How to automaticaly copy web pages to IPFS while surfing

qo-op · January 25, 2022, 1:48am

I am located in a place with varying connection QOS (4G in a forest).
Many network timeout during the day, correct bandwidth during the night.

The idea would be to “memorize” web location with timeout through a proxy.
I sent that message to pivoxy mailing list

I would like to add a (post) treatment on proxy cache, extracting all
http:// links to add ressource to IPFS. Then replace URL with
corresponding ipfs gateway One.

Any file copied in IPFS is accessible through its hash.
To “migrate” web site, any link to a static resource in a web page are
rewritten

Here is an example for processing http://www.eautarcie.org/
this line of html code is rewritten like this:

<div class="last"><a href="de/index.html" class="cta" title="KLICKEN SIE HIER">Klicken Sie Hier</a></div>

IPFS transformation.

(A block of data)
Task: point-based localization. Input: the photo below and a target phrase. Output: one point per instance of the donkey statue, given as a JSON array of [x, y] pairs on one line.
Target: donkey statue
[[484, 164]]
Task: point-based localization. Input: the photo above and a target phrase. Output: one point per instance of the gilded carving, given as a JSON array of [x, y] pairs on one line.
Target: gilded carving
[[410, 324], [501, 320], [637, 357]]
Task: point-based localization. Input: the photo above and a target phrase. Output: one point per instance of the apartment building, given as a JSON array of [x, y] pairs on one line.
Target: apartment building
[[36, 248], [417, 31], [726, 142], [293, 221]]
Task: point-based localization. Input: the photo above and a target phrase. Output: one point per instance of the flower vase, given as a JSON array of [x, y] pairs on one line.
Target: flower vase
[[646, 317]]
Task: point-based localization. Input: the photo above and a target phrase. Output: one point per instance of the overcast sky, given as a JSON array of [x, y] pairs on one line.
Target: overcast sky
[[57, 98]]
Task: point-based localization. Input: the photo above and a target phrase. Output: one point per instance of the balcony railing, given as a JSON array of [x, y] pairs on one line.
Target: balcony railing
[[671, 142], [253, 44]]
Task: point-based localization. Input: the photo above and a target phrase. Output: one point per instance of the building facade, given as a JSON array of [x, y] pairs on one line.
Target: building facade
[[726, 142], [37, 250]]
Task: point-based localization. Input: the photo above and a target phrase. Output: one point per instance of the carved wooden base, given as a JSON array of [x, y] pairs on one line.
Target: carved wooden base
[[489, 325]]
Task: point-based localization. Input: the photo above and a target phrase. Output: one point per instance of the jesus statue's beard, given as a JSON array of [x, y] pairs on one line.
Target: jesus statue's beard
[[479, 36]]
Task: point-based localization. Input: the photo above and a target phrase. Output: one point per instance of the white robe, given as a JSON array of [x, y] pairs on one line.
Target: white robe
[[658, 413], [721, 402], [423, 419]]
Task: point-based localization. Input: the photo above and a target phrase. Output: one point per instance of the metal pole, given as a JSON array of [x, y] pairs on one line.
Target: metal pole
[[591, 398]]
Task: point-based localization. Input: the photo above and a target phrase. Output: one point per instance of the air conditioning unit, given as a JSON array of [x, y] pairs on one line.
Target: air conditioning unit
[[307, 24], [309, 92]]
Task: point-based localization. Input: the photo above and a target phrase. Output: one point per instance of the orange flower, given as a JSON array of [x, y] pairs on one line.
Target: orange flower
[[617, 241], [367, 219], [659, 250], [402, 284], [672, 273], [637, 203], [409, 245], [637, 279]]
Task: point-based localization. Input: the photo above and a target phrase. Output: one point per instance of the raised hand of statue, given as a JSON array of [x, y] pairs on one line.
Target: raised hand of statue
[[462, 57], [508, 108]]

### To do
Name every distinct attribute that appears in the line of HTML code in the forum post about copying web pages to IPFS.

### Exercise response
class, href, title